▶ **Records supplied**:

■ ■ ■

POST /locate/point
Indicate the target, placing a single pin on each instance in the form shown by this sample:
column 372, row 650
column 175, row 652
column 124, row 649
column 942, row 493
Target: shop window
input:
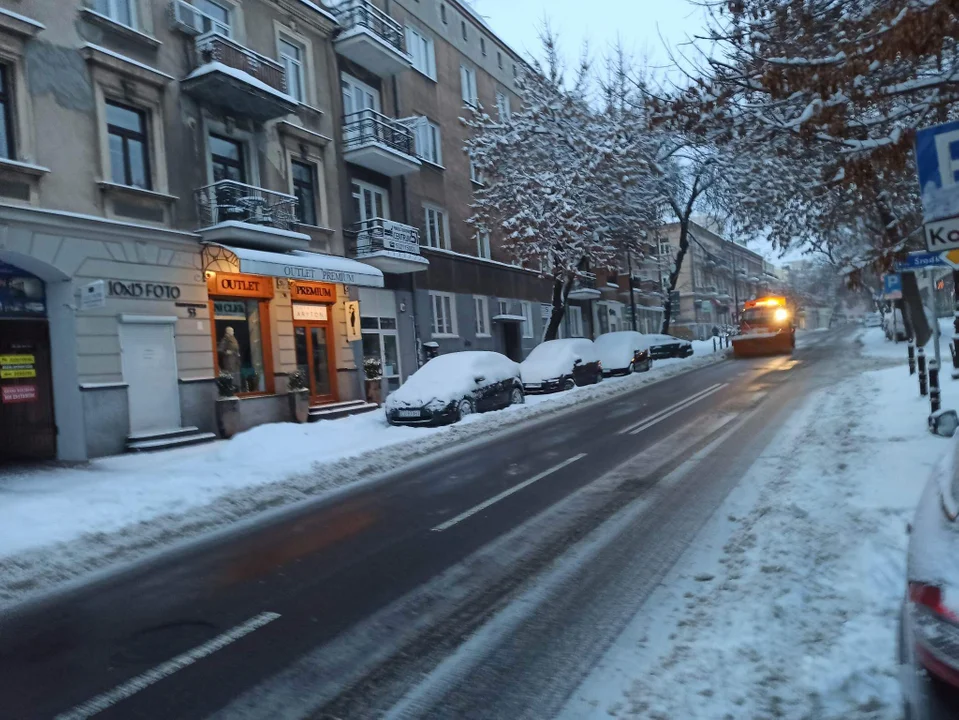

■ ■ ■

▶ **Problem description**: Can you copy out every line of the records above word for word, leaving out the pictures?

▶ **Answer below**:
POST /locate/point
Indicate the target, placing a single pin on each instance in the form shown by this sample:
column 372, row 650
column 175, row 652
column 124, row 649
column 942, row 493
Target: shop window
input:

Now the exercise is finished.